#### STATED TASK:
Return every one of the records below verbatim, keeping each line unchanged and in its original order.

#### DATA SECTION:
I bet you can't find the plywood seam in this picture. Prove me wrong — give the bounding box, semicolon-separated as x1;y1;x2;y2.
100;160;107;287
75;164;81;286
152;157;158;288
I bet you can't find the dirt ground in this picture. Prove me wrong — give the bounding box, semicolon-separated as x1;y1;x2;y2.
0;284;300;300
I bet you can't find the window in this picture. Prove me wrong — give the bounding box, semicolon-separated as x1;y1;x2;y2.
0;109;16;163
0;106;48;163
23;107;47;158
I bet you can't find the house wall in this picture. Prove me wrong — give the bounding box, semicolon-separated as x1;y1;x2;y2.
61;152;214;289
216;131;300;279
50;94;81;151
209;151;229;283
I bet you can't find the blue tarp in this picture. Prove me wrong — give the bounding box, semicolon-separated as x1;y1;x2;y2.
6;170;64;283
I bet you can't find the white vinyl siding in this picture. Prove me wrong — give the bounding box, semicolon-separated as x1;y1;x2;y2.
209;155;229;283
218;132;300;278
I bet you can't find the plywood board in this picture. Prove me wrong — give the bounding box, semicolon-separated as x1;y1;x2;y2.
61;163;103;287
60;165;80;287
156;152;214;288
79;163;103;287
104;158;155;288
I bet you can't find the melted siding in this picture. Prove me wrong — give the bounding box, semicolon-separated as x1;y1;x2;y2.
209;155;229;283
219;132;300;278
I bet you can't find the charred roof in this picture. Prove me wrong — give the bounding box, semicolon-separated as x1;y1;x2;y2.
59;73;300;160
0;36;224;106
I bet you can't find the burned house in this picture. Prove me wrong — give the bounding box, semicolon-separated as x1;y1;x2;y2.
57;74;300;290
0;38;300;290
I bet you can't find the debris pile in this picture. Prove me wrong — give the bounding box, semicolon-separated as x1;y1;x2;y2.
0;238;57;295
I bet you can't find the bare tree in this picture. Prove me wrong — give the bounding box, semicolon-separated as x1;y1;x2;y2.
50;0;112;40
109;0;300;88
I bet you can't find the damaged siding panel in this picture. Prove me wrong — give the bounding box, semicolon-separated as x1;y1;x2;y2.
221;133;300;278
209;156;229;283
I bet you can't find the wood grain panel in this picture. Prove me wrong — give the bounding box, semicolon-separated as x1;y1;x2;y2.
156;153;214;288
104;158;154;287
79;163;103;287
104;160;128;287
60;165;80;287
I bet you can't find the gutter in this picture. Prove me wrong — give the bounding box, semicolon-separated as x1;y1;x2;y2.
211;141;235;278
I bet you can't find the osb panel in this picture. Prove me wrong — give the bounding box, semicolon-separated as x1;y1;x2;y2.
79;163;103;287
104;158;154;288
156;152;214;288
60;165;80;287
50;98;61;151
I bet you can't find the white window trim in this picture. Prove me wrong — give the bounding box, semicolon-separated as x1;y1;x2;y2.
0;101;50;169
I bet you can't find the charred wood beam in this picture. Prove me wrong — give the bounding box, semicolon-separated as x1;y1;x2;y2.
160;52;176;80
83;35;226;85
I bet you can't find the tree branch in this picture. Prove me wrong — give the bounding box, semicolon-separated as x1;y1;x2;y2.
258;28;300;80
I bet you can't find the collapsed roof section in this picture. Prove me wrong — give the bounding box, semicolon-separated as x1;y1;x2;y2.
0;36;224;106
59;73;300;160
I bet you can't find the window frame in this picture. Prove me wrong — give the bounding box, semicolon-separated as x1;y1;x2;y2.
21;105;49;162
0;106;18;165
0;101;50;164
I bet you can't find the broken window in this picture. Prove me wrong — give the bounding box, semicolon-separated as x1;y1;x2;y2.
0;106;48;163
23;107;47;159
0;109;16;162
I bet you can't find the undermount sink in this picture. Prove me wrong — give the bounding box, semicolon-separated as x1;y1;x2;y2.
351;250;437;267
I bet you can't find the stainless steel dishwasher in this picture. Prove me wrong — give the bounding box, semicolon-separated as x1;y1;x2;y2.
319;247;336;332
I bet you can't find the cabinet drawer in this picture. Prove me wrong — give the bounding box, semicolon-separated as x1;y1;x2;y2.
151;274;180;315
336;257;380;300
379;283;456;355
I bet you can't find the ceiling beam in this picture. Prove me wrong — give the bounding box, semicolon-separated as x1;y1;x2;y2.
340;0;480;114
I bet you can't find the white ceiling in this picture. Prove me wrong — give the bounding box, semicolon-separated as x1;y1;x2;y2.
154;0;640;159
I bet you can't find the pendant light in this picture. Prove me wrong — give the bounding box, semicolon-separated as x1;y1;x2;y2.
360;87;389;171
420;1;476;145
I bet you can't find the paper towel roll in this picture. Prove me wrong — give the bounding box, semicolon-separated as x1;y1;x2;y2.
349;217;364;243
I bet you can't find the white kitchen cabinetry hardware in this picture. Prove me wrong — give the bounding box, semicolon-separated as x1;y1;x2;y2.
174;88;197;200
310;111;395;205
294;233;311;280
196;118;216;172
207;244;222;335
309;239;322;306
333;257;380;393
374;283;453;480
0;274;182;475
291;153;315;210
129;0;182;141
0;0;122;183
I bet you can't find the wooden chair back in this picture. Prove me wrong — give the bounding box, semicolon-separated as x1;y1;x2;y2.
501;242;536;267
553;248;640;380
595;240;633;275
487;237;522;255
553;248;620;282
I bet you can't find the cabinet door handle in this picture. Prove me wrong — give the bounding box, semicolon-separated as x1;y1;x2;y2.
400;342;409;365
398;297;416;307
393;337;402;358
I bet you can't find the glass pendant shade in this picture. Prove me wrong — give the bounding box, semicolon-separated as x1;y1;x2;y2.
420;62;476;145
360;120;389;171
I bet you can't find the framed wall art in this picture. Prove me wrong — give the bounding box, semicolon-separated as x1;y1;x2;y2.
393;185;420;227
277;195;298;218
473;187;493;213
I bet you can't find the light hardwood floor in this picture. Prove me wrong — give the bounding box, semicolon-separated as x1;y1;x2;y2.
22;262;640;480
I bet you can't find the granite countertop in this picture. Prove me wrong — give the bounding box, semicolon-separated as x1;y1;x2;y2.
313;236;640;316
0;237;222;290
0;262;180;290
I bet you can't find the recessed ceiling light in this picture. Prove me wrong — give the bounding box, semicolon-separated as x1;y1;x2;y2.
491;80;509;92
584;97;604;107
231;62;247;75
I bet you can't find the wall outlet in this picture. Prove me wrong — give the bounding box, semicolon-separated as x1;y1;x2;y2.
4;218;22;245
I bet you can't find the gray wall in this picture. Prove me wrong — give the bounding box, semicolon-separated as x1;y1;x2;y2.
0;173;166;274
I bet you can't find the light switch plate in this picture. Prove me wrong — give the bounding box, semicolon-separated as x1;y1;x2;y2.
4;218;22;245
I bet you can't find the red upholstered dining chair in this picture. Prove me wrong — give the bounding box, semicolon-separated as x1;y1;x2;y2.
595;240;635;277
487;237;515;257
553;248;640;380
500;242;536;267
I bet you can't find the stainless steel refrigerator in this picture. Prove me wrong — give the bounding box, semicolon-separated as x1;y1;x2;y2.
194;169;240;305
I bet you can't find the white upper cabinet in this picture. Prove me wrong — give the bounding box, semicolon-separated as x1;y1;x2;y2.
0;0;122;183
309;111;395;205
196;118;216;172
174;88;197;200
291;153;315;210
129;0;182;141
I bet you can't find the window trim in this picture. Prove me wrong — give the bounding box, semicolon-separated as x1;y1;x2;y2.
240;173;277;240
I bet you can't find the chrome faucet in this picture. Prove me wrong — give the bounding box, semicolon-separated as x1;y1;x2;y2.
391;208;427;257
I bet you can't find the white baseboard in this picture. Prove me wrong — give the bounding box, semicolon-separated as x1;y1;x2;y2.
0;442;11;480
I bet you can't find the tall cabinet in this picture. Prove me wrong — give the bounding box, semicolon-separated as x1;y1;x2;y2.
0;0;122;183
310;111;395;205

#### OUTPUT OF THE TASK:
I bet you can't find the plywood seam in this picture. Prove me wrong — give the bounding box, semicolon-separated as x1;y1;x2;y2.
100;160;107;287
75;164;81;286
152;157;158;288
I bet you can't find the dirt ground in this picture. Prove me wrong — give the bounding box, semicolon-separated as x1;y1;x2;y2.
0;284;300;300
I bet you can't find the window in this picture. Prove me wrong — give the bounding box, semicolon-separated as x1;y1;x2;y2.
0;109;16;163
0;106;48;163
23;107;47;158
I bet you can't find the house wall in this picture. Prove me wrong — give the bounding box, semicolon-separated as x1;y1;x2;y2.
61;152;214;289
216;131;300;279
50;94;81;151
209;151;229;283
I bet you can't find the blue tarp in this picture. Prove me wrong — give the bounding box, semicolon-separated as x1;y1;x2;y2.
6;170;64;283
I bet you can't find the white vinyl siding in this picture. Prove me wrong — give the bounding box, semicolon-separated as x1;y1;x2;y2.
209;155;229;283
218;132;300;278
I bet you can't find the plywood board in this picture. Prove me wrong — give the bounding box, semicolon-separated as x1;y1;x2;y2.
61;163;103;287
60;165;80;287
156;152;214;288
79;163;103;287
104;158;155;288
I bet you can't find the melted siding in this picture. Prove me wrong — give the bounding box, semicolon-separated as x1;y1;x2;y2.
209;155;229;283
219;132;300;278
I bet you can't find the charred roof in this picture. Prove me wrong — give the bounding box, semicolon-separated as x1;y1;x2;y2.
59;73;300;160
0;36;224;106
I bet you can't find the burned house in this picture. Prove me wrong — give the bounding box, semicolon-separated as x1;y1;x2;y2.
57;74;300;290
0;38;300;290
I bet you can't find the debris pile in this picture. Prove me wrong — give the bounding box, semicolon-separated as x1;y1;x2;y2.
0;238;57;295
I bet you can't find the bare tree in this picture. Prove me wrong — give the bounding box, semicolon-separated as x1;y1;x2;y2.
50;0;112;40
109;0;300;88
I bet you can't find the damaged siding panel in this picture. Prove me wrong — give the bounding box, semicolon-separated as x1;y1;x2;y2.
221;133;300;278
209;156;229;283
I bet you can't find the wood grain panel in this picture. Prove me wrong — give the bounding box, semicolon-separated as x1;y1;x2;y2.
156;153;214;288
104;158;154;287
79;163;103;287
104;160;128;287
60;165;80;287
I bet you can't find the gutter in this picture. Prove me wrong — give the bounding box, semicolon-separated as x1;y1;x2;y2.
211;141;235;278
I bet you can't find the osb panel in this picture. Prove me wrong — give the bounding box, semicolon-separated as x1;y1;x2;y2.
79;163;103;287
104;158;154;288
156;152;214;288
60;165;80;287
50;98;61;151
I bet you can't find the white window trim in this picture. Prove me wrong — give the bounding box, semicolon-separated as x1;y1;x2;y2.
0;101;50;169
I bet you can't find the charred wood beam in this picture. Prove me wrong — give the bounding box, semicolon-separated as x1;y1;x2;y2.
160;52;176;80
83;35;226;85
I bet you can't find the tree branch in this picture. Prove me wrong — give the bounding box, semicolon-separated as x1;y1;x2;y2.
258;28;300;80
I bet you can't find the collapsed roof section in this picture. Prove me wrong — give the bounding box, semicolon-separated as x1;y1;x2;y2.
0;36;224;106
59;73;300;160
I bet you can't find the window frame in this picture. Prove me wrong — give the bounding box, semicolon-separated as x1;y1;x2;y2.
21;105;49;162
0;106;18;165
0;101;50;164
I bet you can't find the broken window in this picture. Prove me wrong — give the bounding box, semicolon-separated as x1;y1;x2;y2.
0;106;48;163
23;107;47;159
0;109;16;162
I bet you can't find the undermount sink in this picture. Prove me wrong — give the bounding box, semicolon-separated as x1;y1;x2;y2.
351;250;437;267
I bet you can't find the stainless steel dishwasher in this picture. Prove me wrong — give the bounding box, semicolon-separated as x1;y1;x2;y2.
319;247;336;332
I bet you can't find the cabinet drawer in this picture. Prove me wrong — give the bounding box, semicolon-separated as x1;y1;x2;y2.
151;274;180;315
336;257;380;300
379;283;456;355
I bet you can't find the ceiling beam in this picture. Prove me wrong — give the bounding box, semicolon-separated as x1;y1;x2;y2.
340;0;480;114
I bet you can't find the white ceiling in this picture. Prove me wrong — give the bounding box, semicolon-separated as x1;y1;x2;y2.
154;0;640;159
I bet you can't find the pendant light in this picture. Prove me wrong — give the bounding box, semicolon-separated as x1;y1;x2;y2.
360;87;389;171
420;1;476;145
I bet you can't find the paper towel roll in this picture. Prove me wrong — give the bounding box, semicolon-separated as x1;y1;x2;y2.
349;217;364;243
I bet you can't find the white kitchen cabinetry hardware in this picture. Prove me wrong — give the bounding box, semicolon-separated as x1;y1;x2;y2.
174;88;197;200
310;111;395;205
294;233;311;280
196;118;216;172
207;244;222;335
309;239;322;306
333;257;380;393
374;283;453;480
0;274;182;475
291;153;315;210
129;0;182;141
0;0;122;183
I bet you can't find the wooden chair back in this picture. Prove me wrong — give the bounding box, semicolon-separated as x1;y1;x2;y2.
501;242;536;267
553;248;640;380
595;240;633;275
487;237;522;255
553;248;620;282
I bet you can't find the cabinet door handle in this picture. Prove me wrong — give the bounding box, semicolon-separated as x1;y1;x2;y2.
400;342;409;365
398;297;416;307
393;337;402;358
I bet you can't find the glass pendant shade in this picture. Prove me wrong — give the bounding box, semicolon-separated as x1;y1;x2;y2.
420;62;476;145
360;120;389;171
I bet you can't find the framed wall art in this picture. Prove me wrong — give the bounding box, semicolon-separated as x1;y1;x2;y2.
393;185;420;227
277;195;298;218
473;187;493;213
I bet you can't find the light hardwood floor in this picture. Prove me wrong — give the bounding box, semicolon-separated as x1;y1;x2;y2.
22;262;640;480
I bet you can't find the granite countertop in this picture. Prove me wrong — give the bounding box, semicolon-separated as x1;y1;x2;y2.
313;236;640;316
0;237;222;290
0;262;180;290
I bet you can't find the recessed ceiling light in this picture. Prove me wrong — give the bounding box, semicolon-separated as x1;y1;x2;y2.
491;80;509;92
584;97;604;107
231;62;247;75
I bet you can't find the wall outlet in this picture. Prove me wrong — give the bounding box, semicolon-separated as x1;y1;x2;y2.
4;218;22;245
I bet you can't find the gray wall in this picture. Prove me wrong — give the bounding box, semicolon-separated as x1;y1;x2;y2.
0;173;166;274
I bet you can't find the light switch plate in this picture. Prove me wrong — give the bounding box, semicolon-separated as x1;y1;x2;y2.
4;218;22;245
I bet you can't find the red upholstered dining chair in this picture. Prove me wrong — give the bounding box, semicolon-separated as x1;y1;x2;y2.
595;240;635;277
487;237;515;257
553;248;640;380
500;242;536;267
I bet you can't find the stainless steel refrigerator in this picture. Prove me wrong — give the bounding box, semicolon-separated as x1;y1;x2;y2.
194;169;240;305
I bet you can't find the white upper cabinet in this picture. Prove me wrong — give the bounding box, semicolon-separated as x1;y1;x2;y2.
0;0;122;183
309;111;395;205
196;118;216;172
174;88;197;200
291;153;315;210
129;0;182;141
I bet you can't find the window trim in this picture. Prove me wrong — give the bounding box, semicolon-separated as x1;y1;x2;y2.
240;173;277;240
I bet you can't find the chrome faucet in this picture. Prove me wrong — give the bounding box, semicolon-separated as x1;y1;x2;y2.
391;208;427;257
I bet you can't find the white baseboard in this picture. Prove me wrong — give the bounding box, semicolon-separated as x1;y1;x2;y2.
0;442;11;480
I bet you can't find the tall cabinet in this picture. Prove me wrong — give the bounding box, semicolon-separated as x1;y1;x2;y2.
0;0;122;183
310;111;395;205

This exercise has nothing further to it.